__What to work on__
Retype exactly the stretch of lines that begins at the line containing "Give the outline of every instance of the clay" and ends at the last line of the data, with no other lines.

— start —

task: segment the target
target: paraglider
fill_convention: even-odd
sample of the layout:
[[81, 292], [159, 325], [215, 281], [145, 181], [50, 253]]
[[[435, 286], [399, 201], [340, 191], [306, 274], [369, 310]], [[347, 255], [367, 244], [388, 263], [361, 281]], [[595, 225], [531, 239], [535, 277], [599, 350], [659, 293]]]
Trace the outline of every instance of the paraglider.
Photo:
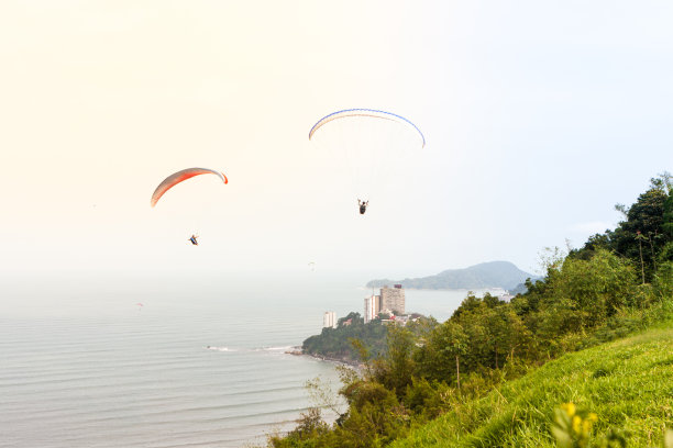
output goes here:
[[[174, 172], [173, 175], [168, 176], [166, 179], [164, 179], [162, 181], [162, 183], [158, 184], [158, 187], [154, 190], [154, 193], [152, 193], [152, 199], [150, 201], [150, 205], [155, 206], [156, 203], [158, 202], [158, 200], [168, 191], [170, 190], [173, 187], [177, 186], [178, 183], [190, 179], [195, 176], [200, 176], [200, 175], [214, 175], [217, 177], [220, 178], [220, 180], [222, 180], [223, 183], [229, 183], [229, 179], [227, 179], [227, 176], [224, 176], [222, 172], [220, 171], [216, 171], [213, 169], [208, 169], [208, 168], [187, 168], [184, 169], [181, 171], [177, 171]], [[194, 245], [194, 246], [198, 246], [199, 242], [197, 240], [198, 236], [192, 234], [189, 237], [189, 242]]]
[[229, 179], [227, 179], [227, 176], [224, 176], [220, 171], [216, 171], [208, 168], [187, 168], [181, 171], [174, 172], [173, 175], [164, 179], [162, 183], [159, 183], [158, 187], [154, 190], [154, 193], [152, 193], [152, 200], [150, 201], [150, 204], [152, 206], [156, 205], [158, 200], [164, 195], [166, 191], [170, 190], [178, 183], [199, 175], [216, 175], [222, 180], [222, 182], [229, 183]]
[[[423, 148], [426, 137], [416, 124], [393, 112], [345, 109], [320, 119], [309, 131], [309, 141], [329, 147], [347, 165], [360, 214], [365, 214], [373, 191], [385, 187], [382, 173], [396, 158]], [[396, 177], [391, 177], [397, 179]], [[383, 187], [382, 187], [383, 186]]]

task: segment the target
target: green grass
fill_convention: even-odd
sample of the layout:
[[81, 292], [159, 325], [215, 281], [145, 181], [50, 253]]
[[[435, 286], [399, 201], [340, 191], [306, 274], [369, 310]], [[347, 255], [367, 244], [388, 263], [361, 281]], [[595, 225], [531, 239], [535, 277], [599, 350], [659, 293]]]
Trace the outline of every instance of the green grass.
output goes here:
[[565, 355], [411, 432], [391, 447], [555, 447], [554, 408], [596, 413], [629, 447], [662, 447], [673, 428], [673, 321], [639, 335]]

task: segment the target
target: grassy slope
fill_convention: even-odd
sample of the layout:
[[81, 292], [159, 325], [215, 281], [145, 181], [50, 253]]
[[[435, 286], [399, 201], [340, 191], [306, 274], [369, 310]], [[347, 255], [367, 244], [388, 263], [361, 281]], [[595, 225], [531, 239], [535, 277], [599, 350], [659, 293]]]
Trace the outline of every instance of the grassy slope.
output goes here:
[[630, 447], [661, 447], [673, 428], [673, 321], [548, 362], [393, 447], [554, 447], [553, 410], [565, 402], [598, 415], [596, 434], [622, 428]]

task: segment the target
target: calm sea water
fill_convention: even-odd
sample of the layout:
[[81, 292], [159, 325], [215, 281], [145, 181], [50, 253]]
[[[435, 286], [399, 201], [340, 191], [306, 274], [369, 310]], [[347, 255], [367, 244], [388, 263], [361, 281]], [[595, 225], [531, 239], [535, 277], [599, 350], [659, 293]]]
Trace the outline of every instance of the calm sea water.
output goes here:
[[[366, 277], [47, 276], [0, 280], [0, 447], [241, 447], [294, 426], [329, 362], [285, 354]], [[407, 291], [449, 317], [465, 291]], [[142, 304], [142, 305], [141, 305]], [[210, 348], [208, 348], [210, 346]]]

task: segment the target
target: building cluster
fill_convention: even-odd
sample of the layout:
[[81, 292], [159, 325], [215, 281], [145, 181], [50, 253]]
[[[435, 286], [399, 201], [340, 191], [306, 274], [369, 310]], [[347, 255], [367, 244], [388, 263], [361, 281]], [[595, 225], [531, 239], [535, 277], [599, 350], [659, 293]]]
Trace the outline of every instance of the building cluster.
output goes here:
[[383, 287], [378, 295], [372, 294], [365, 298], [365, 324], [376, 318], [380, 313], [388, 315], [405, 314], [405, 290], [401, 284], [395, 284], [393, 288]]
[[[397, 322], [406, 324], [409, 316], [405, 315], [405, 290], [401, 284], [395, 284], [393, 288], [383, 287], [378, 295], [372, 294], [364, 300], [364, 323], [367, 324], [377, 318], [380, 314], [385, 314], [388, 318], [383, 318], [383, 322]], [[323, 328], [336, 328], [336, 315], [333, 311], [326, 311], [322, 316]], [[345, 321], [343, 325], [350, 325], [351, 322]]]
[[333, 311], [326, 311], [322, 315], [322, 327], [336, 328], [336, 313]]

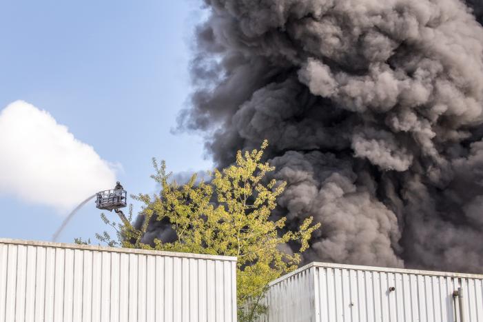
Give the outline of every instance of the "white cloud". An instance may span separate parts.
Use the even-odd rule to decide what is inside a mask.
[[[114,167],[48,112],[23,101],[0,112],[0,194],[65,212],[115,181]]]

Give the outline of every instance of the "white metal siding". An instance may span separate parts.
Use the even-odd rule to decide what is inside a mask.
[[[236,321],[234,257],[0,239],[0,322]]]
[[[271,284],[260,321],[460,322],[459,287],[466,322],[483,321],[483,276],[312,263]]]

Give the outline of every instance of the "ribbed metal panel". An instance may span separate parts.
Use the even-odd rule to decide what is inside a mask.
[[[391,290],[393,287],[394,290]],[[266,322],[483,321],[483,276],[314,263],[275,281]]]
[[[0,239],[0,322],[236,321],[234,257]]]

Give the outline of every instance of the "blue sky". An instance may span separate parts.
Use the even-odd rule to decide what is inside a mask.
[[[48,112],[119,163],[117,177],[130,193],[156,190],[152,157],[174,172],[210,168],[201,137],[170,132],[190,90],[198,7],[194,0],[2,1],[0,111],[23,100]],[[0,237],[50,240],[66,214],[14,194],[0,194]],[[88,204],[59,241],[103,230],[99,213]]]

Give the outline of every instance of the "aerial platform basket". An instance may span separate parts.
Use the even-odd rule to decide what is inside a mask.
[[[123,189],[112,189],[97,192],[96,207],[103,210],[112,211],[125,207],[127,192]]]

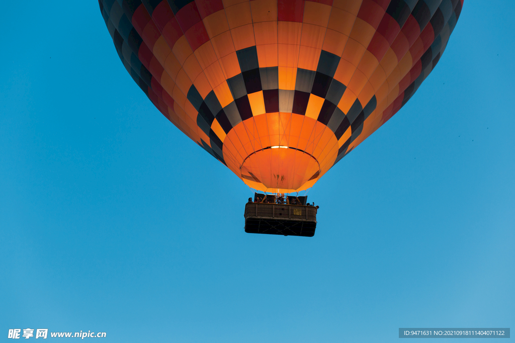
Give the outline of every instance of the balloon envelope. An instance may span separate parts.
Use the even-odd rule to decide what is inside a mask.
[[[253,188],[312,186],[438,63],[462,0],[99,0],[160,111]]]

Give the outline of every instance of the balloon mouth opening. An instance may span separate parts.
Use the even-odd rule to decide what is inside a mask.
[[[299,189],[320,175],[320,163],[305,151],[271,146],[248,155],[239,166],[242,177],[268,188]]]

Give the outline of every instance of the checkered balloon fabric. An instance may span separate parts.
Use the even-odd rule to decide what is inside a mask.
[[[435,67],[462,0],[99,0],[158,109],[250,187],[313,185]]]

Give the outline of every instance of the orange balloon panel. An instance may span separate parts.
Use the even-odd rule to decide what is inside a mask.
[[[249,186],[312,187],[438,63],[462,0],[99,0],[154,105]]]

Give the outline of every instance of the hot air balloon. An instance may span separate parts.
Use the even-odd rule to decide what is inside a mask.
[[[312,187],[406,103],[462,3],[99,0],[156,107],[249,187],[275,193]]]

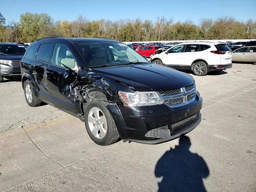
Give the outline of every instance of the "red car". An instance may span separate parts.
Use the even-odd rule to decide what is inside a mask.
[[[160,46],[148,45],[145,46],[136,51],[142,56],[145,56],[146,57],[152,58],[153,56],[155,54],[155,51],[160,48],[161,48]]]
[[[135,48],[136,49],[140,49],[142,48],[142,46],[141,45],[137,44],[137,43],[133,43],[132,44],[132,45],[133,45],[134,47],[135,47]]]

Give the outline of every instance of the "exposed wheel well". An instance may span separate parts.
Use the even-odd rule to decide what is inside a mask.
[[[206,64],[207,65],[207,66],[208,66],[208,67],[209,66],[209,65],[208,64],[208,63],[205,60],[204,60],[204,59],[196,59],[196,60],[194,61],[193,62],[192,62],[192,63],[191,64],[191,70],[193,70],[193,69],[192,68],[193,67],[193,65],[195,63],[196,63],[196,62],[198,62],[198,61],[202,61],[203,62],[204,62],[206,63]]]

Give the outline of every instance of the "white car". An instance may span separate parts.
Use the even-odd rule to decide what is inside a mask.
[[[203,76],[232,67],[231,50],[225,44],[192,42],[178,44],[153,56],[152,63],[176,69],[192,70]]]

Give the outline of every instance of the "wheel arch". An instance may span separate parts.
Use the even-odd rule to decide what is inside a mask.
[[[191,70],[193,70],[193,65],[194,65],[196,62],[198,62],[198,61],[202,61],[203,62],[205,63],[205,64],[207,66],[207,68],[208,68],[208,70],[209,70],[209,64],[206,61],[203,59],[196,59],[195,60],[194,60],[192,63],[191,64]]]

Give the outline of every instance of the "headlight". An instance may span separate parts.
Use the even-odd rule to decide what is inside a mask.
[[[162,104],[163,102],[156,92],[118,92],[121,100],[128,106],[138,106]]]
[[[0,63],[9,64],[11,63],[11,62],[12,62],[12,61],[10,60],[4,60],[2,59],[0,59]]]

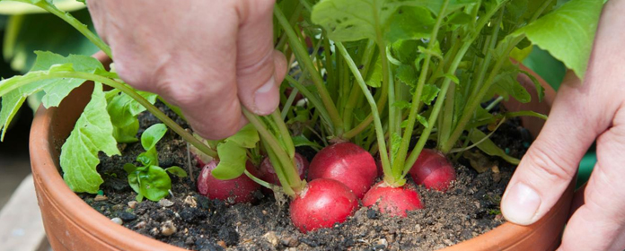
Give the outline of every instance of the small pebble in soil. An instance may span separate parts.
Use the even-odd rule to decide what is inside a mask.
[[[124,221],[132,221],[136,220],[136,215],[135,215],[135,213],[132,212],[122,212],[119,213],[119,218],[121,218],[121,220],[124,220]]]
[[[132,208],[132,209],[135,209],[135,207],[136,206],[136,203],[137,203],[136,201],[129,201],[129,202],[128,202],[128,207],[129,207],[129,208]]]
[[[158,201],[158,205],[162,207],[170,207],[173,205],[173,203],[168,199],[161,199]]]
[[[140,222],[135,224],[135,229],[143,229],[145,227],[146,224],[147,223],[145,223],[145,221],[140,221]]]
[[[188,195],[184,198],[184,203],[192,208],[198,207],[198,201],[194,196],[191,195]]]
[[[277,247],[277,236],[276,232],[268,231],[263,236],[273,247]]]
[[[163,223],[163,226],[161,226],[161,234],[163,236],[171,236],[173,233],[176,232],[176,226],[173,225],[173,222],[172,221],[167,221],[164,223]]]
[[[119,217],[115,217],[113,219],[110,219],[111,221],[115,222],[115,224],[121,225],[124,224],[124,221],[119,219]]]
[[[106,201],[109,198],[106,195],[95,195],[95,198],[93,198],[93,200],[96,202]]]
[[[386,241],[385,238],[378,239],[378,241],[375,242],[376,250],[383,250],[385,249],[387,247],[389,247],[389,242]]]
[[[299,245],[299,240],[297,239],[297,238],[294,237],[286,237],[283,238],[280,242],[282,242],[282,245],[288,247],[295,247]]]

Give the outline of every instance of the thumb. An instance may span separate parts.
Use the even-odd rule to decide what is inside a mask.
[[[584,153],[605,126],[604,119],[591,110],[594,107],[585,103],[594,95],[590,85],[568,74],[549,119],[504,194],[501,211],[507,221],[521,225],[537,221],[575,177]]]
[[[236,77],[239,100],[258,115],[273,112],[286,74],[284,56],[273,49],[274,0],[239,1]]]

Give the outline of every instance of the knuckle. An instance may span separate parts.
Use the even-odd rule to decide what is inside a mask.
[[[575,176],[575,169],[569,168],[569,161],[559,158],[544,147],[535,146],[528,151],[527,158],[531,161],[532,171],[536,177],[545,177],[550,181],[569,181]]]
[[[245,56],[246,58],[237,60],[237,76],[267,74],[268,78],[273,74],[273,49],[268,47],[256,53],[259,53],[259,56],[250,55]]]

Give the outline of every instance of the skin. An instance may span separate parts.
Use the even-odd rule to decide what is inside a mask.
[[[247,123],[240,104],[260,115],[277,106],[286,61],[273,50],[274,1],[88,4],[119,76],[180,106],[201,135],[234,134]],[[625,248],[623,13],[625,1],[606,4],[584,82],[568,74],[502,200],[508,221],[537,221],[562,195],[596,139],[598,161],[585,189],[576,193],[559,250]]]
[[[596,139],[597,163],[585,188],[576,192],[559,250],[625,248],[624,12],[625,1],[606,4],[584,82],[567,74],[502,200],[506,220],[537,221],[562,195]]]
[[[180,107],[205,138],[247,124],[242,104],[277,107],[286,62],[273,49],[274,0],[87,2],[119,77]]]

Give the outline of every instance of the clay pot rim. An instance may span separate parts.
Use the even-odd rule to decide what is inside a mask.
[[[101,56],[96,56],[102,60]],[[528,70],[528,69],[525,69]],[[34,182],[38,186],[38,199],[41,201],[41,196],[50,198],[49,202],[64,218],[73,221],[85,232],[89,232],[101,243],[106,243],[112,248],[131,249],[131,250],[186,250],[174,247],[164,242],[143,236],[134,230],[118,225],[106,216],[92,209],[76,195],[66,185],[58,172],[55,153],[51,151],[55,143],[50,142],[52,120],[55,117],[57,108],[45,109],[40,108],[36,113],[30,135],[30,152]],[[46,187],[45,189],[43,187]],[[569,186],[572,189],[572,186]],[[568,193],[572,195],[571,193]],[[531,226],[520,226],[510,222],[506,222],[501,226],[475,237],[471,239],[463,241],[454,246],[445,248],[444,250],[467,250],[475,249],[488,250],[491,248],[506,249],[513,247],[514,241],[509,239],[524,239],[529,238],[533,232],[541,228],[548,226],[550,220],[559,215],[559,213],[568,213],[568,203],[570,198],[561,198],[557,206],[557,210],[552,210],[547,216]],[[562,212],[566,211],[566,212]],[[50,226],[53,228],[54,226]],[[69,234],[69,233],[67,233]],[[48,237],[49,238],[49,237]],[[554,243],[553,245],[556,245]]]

— end —

__Response to this exercise__
Give the outline of every instance of the clay pot rim. An instance may span separate parts.
Use the even-odd rule to decide what is inside a mask.
[[[101,56],[96,56],[102,60]],[[528,70],[528,69],[525,69]],[[34,182],[38,186],[38,199],[41,201],[41,196],[50,198],[49,202],[64,218],[73,221],[85,232],[89,232],[101,243],[106,243],[112,248],[131,249],[131,250],[186,250],[174,247],[164,242],[143,236],[134,230],[118,225],[106,216],[92,209],[76,195],[66,185],[58,172],[55,153],[51,151],[55,143],[50,142],[52,120],[55,117],[57,108],[45,109],[40,108],[36,113],[30,135],[30,152]],[[46,187],[45,189],[43,187]],[[569,186],[572,189],[572,186]],[[568,193],[572,195],[571,193]],[[531,226],[520,226],[510,222],[506,222],[501,226],[475,237],[471,239],[463,241],[454,246],[445,248],[444,250],[467,250],[475,249],[488,250],[491,248],[506,249],[513,247],[514,241],[509,239],[524,239],[529,238],[533,232],[541,228],[548,226],[550,220],[559,215],[559,213],[568,213],[568,203],[570,198],[561,198],[557,206],[557,210],[552,210],[547,216]],[[562,212],[566,211],[566,212]],[[50,226],[53,228],[54,226]],[[69,234],[69,233],[67,233]],[[48,237],[49,238],[49,237]],[[554,243],[553,245],[556,245]]]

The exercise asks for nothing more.